= Task requirements =
Please write out all of the entries exactly as they appear.

[Records drawn from a dataset]
● ● ● ● ●

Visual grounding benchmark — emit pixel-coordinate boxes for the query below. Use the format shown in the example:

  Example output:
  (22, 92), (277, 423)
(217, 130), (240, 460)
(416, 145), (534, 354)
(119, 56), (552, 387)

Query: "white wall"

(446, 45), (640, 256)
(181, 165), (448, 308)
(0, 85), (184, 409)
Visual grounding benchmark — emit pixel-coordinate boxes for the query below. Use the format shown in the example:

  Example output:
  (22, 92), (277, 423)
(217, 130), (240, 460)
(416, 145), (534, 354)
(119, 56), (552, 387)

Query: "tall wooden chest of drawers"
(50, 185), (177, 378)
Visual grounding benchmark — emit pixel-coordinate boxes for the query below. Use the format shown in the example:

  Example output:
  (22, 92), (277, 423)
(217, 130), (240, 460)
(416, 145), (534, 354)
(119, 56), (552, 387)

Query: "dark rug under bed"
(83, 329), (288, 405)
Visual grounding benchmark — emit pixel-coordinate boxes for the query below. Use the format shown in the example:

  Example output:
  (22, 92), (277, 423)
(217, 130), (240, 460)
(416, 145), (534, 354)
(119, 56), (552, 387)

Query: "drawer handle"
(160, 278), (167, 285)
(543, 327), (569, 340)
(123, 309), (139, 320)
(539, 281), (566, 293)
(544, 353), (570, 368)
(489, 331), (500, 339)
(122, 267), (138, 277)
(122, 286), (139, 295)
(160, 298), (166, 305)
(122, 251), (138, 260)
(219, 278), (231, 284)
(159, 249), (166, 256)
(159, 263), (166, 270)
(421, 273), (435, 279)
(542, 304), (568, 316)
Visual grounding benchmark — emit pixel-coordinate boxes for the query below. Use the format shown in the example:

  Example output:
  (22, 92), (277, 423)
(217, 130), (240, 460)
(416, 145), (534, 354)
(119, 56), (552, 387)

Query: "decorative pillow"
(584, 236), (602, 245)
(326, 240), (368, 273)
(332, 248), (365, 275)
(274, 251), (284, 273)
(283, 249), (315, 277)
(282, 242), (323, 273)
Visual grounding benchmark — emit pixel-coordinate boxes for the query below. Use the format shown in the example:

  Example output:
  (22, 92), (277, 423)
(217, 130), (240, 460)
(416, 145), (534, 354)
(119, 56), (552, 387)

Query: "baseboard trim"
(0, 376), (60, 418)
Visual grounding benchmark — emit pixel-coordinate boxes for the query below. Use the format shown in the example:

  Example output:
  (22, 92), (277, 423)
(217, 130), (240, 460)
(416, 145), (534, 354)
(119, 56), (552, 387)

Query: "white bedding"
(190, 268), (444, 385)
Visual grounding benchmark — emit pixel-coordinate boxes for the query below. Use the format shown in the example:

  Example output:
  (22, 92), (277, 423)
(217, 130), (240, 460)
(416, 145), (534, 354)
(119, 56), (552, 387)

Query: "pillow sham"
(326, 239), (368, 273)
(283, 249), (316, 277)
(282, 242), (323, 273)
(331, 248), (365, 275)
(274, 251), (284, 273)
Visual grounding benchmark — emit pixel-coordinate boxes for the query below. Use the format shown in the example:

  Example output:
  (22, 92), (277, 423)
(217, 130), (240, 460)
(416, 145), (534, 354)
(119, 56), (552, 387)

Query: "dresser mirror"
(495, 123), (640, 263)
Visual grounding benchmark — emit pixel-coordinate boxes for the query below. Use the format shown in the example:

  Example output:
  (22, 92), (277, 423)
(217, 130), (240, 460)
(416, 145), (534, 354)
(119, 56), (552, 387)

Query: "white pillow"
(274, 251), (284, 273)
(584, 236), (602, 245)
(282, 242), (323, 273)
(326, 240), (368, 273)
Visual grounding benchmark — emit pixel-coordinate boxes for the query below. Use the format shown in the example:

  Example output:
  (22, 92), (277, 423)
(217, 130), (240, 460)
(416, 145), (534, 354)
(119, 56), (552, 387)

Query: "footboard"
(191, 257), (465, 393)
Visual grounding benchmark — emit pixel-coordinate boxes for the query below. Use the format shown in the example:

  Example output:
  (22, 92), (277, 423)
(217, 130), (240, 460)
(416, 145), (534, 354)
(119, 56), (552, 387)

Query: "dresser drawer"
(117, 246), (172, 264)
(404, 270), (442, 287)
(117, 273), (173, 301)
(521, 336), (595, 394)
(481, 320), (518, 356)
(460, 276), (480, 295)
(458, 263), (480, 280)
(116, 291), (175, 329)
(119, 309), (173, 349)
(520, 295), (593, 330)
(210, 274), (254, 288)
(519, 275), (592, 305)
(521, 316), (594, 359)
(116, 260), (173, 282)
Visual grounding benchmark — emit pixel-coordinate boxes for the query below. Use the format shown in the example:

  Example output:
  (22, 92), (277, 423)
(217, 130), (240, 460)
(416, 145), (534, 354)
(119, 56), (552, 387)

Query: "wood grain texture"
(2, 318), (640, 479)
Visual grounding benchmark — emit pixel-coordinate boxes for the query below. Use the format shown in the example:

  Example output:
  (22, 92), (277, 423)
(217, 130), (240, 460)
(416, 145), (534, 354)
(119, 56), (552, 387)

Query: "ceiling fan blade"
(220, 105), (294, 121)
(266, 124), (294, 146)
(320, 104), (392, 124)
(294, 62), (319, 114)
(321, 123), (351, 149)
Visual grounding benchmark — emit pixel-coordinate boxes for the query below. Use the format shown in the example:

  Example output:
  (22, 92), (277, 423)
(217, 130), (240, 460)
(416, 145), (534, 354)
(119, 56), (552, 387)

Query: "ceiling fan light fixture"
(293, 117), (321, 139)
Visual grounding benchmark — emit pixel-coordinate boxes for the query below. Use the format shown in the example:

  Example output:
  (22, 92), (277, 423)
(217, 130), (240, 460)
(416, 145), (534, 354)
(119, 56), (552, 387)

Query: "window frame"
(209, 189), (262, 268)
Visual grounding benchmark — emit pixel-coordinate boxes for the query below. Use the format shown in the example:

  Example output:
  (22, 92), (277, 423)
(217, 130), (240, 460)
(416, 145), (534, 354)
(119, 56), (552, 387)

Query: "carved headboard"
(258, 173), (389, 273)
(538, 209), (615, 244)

● ● ● ● ●

= Exercise response =
Visual grounding benchmark — emit pixel-coordinate boxes for the query below. Use the format shown in the example:

  Example output:
  (22, 92), (277, 423)
(217, 130), (240, 460)
(416, 145), (534, 354)
(119, 56), (552, 387)

Query: "white wall"

(446, 45), (640, 256)
(181, 165), (448, 308)
(0, 85), (184, 409)
Visual grounding benchmark — emit pixel-coordinate boxes for the query below. Use the format shown in the example:

  Example output:
  (22, 92), (277, 423)
(217, 130), (240, 460)
(416, 145), (534, 354)
(119, 56), (552, 387)

Query: "tall wooden chest of drawers"
(50, 185), (177, 378)
Visual grounding benchmark — emit pixel-coordinate boxes for the query below. Use the format shown in the example:

  Example output:
  (22, 92), (277, 423)
(217, 130), (240, 460)
(416, 145), (534, 354)
(119, 56), (552, 387)

Query: "dark rug under bed"
(83, 329), (288, 405)
Visual grounding benchmark — emit pixel-coordinate boxes for the query below. Use the format shown in the example:

  Example output:
  (22, 92), (277, 423)
(217, 130), (240, 460)
(416, 145), (534, 354)
(119, 56), (552, 387)

Query: "drawer handle"
(160, 278), (167, 285)
(543, 327), (569, 340)
(123, 309), (139, 320)
(539, 281), (566, 293)
(544, 353), (570, 368)
(489, 331), (500, 339)
(122, 267), (138, 277)
(122, 286), (139, 295)
(160, 298), (166, 305)
(122, 251), (138, 260)
(219, 278), (231, 284)
(159, 249), (166, 256)
(159, 263), (166, 270)
(421, 273), (435, 279)
(542, 304), (568, 316)
Visual grounding benchmark — emit pixel-coordinate boxes for the query below. Use the format shown in the example:

  Example output:
  (22, 92), (277, 423)
(217, 130), (240, 460)
(416, 145), (534, 354)
(119, 56), (552, 387)

Query: "decorative pillow"
(584, 236), (602, 245)
(326, 240), (368, 273)
(332, 248), (365, 275)
(274, 251), (284, 273)
(283, 249), (315, 277)
(282, 242), (323, 273)
Visual grounding benchmark — emit pixel-coordinate boxes for the query below. Use the format shown in the example:

  Example output:
  (22, 92), (277, 423)
(217, 130), (240, 460)
(416, 145), (534, 354)
(119, 56), (552, 387)

Query: "baseboard trim"
(0, 376), (60, 418)
Visual grounding benchmark — emit pixel-coordinate boxes for the query below. Use the format shown in the example:

  Example output:
  (22, 92), (277, 423)
(217, 130), (240, 460)
(416, 145), (534, 354)
(119, 56), (552, 387)

Query: "white bedding"
(190, 268), (444, 385)
Visual grounding benchmark — emit pixel-coordinate boxes for the query below. Use the format shown in the example:

  Example output:
  (22, 92), (277, 423)
(217, 130), (240, 460)
(416, 145), (534, 354)
(119, 56), (552, 387)

Query: "pillow sham"
(326, 239), (368, 273)
(283, 249), (316, 277)
(282, 242), (323, 273)
(331, 248), (365, 275)
(274, 251), (284, 273)
Visual grounding benchmark — emit pixel-coordinate boxes for the query below. Use the format shown in the example:

  Example output:
  (22, 92), (277, 423)
(217, 130), (240, 460)
(416, 145), (534, 354)
(119, 56), (552, 387)

Query: "dresser mirror"
(495, 123), (640, 263)
Visual grounding benchmark — emit pixel-coordinate boxes for the query below. Use the format shown in the example:

  Example output:
  (22, 92), (277, 423)
(217, 130), (240, 460)
(416, 145), (534, 354)
(119, 56), (552, 387)

Query: "white pillow"
(274, 251), (284, 273)
(584, 236), (602, 245)
(282, 242), (323, 273)
(326, 240), (368, 273)
Visual grounding benchmark — emit pixel-coordinate boxes for the query below. Use the format shown in the example:

  Example output:
  (22, 92), (277, 423)
(217, 130), (240, 460)
(416, 145), (534, 354)
(119, 56), (552, 387)

Query: "footboard"
(191, 257), (465, 393)
Visual grounding benchmark — emit pixel-coordinate boxes for the query below. Use the format shown in the example:

  Example output:
  (22, 92), (277, 423)
(217, 130), (240, 460)
(416, 145), (534, 354)
(119, 56), (552, 387)

Query: "dresser drawer"
(117, 246), (172, 264)
(404, 270), (442, 287)
(117, 273), (173, 301)
(521, 336), (595, 394)
(481, 320), (518, 356)
(460, 276), (480, 295)
(458, 263), (480, 280)
(116, 291), (175, 329)
(119, 309), (173, 349)
(520, 295), (593, 330)
(210, 274), (254, 288)
(519, 275), (592, 305)
(521, 316), (594, 359)
(116, 260), (173, 282)
Visual grounding benchmark — emit pixel-coordinate boxes for the query below. Use the format shown in the example:

  Example output:
  (22, 92), (277, 423)
(217, 130), (240, 460)
(416, 145), (534, 354)
(119, 56), (552, 387)

Query: "wood grain texture"
(2, 318), (640, 479)
Visual grounding benchmark — emit pixel-coordinate boxes for the query below. Use the format shown in the example:

  Example output:
  (22, 92), (277, 423)
(217, 130), (240, 460)
(416, 145), (534, 354)
(119, 56), (552, 387)

Query: "ceiling fan blade"
(220, 105), (294, 121)
(266, 124), (294, 146)
(320, 104), (392, 124)
(294, 62), (319, 114)
(321, 123), (351, 149)
Visual grounding benchmark — emit pixel-coordinate boxes for the query below. Use the format shown in the example:

  Example output:
  (22, 92), (277, 423)
(217, 130), (240, 460)
(416, 145), (534, 354)
(119, 56), (552, 387)

Query: "ceiling fan light fixture"
(293, 117), (321, 139)
Visual grounding benchmark — emit pixel-coordinate boxes for the query below. Use the format shown in the example:

  Example output:
  (22, 92), (277, 423)
(217, 130), (240, 460)
(416, 145), (534, 354)
(119, 56), (552, 387)

Query: "window frame"
(209, 189), (262, 268)
Visual grounding benchmark — emit pixel-coordinate boxes for the query below. Use the format shown in the example:

  Example output:
  (22, 92), (277, 423)
(217, 130), (240, 460)
(416, 145), (534, 354)
(119, 56), (552, 387)

Query: "carved headboard"
(258, 173), (389, 273)
(538, 209), (615, 244)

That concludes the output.